**Trecho selecionado:**
☆ ☆ ☆ ☆
A simbologia da entrega da faixa presidencial não poderia ter sido mais representativa e emocionante

A diversidade e a pluralidade do povo brasileiro subiram a rampa do Planalto outorgando um terceiro mandato ao presidente eleito, Luiz Inácio Lula da Silva, com a missão de reconstruir e unir o Brasil. A Amazônia subiu a rampa na representatividade do gigante Cacique Raoni. Novos ventos sopram em direção ao meio ambiente, ao combate à invasão de terras, à criminalização dos desmatadores, dos grileiros e dos garimpeiros ilegais. Subiram a rampa trabalhadores, professores, mulheres, crianças, negros, indígenas, idosos, jovens, ativistas. Subiu a rampa o povo brasileiro na sua mais simbólica representatividade.

A simbologia da entrega da faixa presidencial não poderia ter sido mais representativa e emocionante. Uma catadora de materiais recicláveis passou a faixa colocando fim ao autoritarismo, ao ódio, ao obscurantismo, à mentira, ao terror, à desigualdade, ao medo, ao plano de destruição do país e ao apagamento da alegria do povo brasileiro. Mulher preta e catadora que, certamente, tem sua história marcada pelo preconceito. Preconceito estrutural que exclui mulheres, negros e trabalhadores, em especial, os que lidam com resíduos tratando-os como descartáveis, cidadãos de segunda classe. A passagem da faixa trouxe mais uma vez, a simbologia ambiental à cerimônia. Valorização e dignificação estiveram explícitas na escolha. Foi uma cena intensa e emocionante que, certamente, levou às lágrimas muitos brasileiros que se viram representados e retratados nesses novos tempos.
☆ ☆ ☆ ☆
**O que fazer:**
(A) Devolva, sem alterar nada, a parte do trecho sobre a entrega da faixa presidencial que começa em "A diversidade e" e termina em "mais simbólica representatividade.".
(B) Resuma em duas frases o trecho sobre a entrega da faixa presidencial.
(C) Escreva o que vem depois da última frase do trecho sobre a entrega da faixa presidencial.

**Dados para análise:**
☆ ☆ ☆ ☆
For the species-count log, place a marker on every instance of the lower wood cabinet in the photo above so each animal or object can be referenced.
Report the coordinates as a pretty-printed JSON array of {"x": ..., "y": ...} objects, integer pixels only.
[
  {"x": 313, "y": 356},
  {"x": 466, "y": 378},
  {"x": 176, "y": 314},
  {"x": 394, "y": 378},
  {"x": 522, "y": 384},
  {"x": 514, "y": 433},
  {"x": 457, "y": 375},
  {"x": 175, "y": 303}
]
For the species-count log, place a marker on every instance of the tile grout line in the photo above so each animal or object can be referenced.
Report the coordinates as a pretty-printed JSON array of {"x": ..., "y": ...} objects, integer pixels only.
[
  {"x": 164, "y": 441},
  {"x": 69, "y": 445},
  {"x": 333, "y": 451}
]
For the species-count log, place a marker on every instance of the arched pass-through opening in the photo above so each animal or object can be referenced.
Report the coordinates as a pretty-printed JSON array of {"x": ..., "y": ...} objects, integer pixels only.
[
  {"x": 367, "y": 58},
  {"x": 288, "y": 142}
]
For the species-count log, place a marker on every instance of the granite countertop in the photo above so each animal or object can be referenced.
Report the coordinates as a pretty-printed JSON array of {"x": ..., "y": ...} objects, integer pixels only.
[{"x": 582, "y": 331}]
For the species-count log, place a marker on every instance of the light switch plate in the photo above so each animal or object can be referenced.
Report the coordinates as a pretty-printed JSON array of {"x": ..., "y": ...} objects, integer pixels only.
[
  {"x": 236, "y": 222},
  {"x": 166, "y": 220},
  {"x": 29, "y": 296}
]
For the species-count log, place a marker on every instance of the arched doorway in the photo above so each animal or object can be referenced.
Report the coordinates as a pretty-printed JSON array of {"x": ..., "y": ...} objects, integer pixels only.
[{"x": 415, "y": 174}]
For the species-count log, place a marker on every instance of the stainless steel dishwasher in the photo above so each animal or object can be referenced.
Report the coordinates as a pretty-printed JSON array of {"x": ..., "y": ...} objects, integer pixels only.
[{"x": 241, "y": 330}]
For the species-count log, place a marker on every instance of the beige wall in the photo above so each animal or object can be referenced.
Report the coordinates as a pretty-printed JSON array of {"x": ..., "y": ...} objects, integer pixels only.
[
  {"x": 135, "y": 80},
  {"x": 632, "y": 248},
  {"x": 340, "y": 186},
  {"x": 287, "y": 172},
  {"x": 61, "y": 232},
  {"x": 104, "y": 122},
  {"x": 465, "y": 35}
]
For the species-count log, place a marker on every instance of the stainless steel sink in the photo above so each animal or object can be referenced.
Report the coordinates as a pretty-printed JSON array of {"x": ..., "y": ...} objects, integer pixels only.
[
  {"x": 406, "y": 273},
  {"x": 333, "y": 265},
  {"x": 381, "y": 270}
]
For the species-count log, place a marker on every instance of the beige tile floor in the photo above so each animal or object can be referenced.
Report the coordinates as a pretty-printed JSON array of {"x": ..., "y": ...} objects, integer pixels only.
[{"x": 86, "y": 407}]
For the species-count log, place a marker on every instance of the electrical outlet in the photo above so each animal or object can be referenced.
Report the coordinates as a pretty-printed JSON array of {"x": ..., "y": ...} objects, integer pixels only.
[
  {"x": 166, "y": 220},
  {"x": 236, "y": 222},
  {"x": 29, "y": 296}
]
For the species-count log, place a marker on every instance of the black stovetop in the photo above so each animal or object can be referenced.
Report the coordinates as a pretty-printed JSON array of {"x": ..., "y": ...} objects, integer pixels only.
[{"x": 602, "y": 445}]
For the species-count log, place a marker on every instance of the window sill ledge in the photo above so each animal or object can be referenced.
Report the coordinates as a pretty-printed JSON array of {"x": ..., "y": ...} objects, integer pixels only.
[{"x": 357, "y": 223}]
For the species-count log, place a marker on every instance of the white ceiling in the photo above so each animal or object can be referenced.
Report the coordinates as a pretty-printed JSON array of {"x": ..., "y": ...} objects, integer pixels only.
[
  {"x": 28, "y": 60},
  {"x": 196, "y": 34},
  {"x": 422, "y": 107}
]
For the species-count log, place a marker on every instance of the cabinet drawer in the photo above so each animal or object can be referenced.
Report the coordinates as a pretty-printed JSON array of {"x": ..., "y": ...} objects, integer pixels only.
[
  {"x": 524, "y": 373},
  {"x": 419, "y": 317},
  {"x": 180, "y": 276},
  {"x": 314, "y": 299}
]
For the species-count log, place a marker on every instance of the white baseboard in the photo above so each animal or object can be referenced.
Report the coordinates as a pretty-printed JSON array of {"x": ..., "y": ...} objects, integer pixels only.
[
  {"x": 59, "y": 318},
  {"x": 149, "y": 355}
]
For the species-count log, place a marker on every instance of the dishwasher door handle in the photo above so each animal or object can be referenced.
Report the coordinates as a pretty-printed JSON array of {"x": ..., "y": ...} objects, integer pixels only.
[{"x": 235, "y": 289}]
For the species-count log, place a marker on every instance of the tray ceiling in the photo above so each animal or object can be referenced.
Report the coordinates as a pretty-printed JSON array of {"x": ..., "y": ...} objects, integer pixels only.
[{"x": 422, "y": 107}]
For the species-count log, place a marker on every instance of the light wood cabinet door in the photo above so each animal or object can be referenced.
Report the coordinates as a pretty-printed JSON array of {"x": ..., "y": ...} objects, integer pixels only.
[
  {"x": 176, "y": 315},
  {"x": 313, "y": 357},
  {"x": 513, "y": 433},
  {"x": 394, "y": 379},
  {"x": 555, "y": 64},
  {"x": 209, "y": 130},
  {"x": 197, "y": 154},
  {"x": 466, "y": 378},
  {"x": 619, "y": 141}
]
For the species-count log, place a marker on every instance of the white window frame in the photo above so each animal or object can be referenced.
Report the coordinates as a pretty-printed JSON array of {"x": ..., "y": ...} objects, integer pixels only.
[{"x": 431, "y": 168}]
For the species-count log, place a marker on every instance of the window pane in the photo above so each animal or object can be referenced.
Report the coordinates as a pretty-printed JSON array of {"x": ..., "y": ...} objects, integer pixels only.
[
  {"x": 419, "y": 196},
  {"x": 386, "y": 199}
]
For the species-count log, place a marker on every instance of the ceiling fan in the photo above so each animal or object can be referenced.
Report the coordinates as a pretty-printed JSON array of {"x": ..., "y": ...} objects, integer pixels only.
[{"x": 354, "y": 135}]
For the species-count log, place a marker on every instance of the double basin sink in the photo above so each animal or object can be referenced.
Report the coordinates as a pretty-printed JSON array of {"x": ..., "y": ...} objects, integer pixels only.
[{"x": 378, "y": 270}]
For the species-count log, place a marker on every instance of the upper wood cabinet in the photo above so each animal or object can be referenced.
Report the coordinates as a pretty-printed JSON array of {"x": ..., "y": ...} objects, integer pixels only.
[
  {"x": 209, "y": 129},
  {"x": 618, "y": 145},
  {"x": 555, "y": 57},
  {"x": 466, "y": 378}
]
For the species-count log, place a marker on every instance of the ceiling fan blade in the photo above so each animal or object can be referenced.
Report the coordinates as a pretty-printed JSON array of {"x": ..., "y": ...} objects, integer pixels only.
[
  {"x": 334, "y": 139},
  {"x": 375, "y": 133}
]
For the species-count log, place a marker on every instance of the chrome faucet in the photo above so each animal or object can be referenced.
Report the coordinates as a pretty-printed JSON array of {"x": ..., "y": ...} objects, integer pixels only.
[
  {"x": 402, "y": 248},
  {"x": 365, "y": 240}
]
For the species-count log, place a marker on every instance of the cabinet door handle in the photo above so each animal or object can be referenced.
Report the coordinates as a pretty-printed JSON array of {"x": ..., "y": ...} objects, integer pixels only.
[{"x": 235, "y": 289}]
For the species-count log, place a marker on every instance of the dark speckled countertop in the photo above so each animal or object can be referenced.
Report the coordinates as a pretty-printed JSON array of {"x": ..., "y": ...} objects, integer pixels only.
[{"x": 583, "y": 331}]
☆ ☆ ☆ ☆
**Respostas esperadas:**
(A)
A diversidade e a pluralidade do povo brasileiro subiram a rampa do Planalto outorgando um terceiro mandato ao presidente eleito, Luiz Inácio Lula da Silva, com a missão de reconstruir e unir o Brasil. A Amazônia subiu a rampa na representatividade do gigante Cacique Raoni. Novos ventos sopram em direção ao meio ambiente, ao combate à invasão de terras, à criminalização dos desmatadores, dos grileiros e dos garimpeiros ilegais. Subiram a rampa trabalhadores, professores, mulheres, crianças, negros, indígenas, idosos, jovens, ativistas. Subiu a rampa o povo brasileiro na sua mais simbólica representatividade.

(B) Representantes da diversidade do povo brasileiro, como o Cacique Raoni, trabalhadores, mulheres, negros e indígenas, subiram a rampa do Planalto com Luiz Inácio Lula da Silva, eleito para um terceiro mandato com a missão de reconstruir e unir o Brasil. A faixa presidencial foi entregue por uma catadora de materiais recicláveis, mulher preta, numa escolha de valorização e dignificação que trouxe a simbologia ambiental à cerimônia.

(C)
Marina Silva e o Ministério do Meio Ambiente que, passa a se chamar Ministério do Meio Ambiente e das Mudanças Climáticas, sinalizam o fim do negacionismo climático que dominou os quatro anos anteriores. É o fim do desmatamento e da impunidade que autorizou a destruição e a derrubada da floresta, o envenenamento dos rios, o extermínio dos povos originários e dos defensores do meio ambiente, como uma política para o Brasil. O país com a maior biodiversidade do planeta fechou os olhos para a conexão com a natureza e instituiu a destruição como sinônimo de desenvolvimento. Sofrimento de quatro anos com um governo que, até o último instante, se manteve comprometido com a crueldade e com a morte.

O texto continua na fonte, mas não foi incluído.